*What needs to be done:*
Where the line containing "Target: gymnasium wall" appears, start copying; continue through the last line below and copy nothing else.

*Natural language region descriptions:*

· · · ·

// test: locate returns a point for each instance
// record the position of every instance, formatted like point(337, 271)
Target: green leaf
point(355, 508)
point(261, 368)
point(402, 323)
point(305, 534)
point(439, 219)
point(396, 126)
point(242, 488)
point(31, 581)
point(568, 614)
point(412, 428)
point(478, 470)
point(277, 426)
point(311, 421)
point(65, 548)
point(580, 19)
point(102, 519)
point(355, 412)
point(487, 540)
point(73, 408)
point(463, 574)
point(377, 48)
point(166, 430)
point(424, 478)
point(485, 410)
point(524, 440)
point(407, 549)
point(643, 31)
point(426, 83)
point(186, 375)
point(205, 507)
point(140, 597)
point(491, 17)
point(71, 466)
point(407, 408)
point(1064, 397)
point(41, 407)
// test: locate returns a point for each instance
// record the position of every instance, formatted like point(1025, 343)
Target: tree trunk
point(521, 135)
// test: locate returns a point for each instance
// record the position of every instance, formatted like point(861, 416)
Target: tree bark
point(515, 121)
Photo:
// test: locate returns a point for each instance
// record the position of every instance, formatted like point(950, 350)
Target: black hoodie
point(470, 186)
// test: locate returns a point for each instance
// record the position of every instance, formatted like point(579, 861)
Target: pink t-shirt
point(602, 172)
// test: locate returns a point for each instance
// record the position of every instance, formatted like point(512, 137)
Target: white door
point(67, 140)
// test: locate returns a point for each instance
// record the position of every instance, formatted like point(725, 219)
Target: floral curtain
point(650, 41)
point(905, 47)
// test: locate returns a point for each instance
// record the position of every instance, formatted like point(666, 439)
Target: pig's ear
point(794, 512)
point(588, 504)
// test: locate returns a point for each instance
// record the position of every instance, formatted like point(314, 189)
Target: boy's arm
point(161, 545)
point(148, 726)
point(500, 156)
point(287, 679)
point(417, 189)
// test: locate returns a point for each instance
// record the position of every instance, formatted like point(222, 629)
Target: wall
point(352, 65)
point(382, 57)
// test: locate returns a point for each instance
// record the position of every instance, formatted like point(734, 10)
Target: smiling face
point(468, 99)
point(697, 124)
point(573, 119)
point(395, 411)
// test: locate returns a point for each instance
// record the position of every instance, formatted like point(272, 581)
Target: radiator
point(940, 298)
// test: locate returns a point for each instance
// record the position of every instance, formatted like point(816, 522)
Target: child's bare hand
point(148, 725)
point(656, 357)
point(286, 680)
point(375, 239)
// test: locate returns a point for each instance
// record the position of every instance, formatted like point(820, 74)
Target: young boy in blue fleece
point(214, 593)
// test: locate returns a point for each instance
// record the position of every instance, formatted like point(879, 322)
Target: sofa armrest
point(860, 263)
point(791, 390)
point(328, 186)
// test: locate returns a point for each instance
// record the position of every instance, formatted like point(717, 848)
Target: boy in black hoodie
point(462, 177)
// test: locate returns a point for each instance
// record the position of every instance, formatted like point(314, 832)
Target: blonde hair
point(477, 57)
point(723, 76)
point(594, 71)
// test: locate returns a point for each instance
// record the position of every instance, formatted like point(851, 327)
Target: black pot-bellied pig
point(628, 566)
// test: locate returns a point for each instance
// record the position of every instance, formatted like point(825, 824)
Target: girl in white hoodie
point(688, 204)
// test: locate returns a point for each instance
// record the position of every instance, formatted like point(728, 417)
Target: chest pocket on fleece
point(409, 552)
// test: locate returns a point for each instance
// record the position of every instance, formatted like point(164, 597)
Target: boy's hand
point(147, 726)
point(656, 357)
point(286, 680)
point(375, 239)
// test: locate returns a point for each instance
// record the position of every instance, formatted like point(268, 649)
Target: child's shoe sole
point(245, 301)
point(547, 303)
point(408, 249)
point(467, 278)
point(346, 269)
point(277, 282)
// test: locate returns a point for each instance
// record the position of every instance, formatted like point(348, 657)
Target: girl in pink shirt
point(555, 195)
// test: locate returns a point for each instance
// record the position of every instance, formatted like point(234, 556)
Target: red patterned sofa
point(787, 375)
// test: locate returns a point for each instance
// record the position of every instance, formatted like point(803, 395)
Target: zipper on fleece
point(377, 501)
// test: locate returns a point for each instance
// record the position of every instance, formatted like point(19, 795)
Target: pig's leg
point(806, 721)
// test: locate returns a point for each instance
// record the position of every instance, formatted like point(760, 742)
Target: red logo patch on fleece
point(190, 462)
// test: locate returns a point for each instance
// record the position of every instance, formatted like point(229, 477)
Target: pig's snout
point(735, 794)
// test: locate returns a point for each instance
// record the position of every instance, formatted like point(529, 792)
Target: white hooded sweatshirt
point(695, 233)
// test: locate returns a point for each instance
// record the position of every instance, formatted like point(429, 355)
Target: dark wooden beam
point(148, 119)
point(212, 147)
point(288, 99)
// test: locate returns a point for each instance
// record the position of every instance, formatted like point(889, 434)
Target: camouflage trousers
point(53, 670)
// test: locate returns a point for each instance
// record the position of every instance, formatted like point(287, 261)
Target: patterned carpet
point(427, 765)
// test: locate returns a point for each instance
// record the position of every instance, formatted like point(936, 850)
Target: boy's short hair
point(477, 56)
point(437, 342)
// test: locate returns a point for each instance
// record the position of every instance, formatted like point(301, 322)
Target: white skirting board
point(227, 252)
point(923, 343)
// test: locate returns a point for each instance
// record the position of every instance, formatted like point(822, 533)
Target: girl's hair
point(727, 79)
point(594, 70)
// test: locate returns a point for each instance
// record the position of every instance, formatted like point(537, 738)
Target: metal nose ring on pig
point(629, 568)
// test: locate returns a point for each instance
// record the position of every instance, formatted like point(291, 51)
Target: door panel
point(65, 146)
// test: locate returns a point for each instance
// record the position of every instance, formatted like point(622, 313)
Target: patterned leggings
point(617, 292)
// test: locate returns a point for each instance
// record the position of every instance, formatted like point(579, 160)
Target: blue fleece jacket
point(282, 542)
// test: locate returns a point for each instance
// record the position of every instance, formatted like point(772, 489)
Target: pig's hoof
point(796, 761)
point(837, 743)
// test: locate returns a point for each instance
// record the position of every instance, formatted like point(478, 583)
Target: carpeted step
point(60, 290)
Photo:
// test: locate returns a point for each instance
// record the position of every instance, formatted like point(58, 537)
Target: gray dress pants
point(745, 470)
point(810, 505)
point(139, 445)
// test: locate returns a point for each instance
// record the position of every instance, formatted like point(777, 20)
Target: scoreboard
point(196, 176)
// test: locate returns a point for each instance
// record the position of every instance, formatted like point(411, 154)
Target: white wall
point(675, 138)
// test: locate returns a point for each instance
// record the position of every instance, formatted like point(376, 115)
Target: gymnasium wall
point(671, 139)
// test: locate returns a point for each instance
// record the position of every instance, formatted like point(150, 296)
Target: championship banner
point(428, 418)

· · · ·

*Task result:*
Target: gymnasium wall
point(671, 139)
// test: locate returns a point for each instance
// record the position of every instance, formatted like point(150, 296)
Target: championship banner
point(428, 418)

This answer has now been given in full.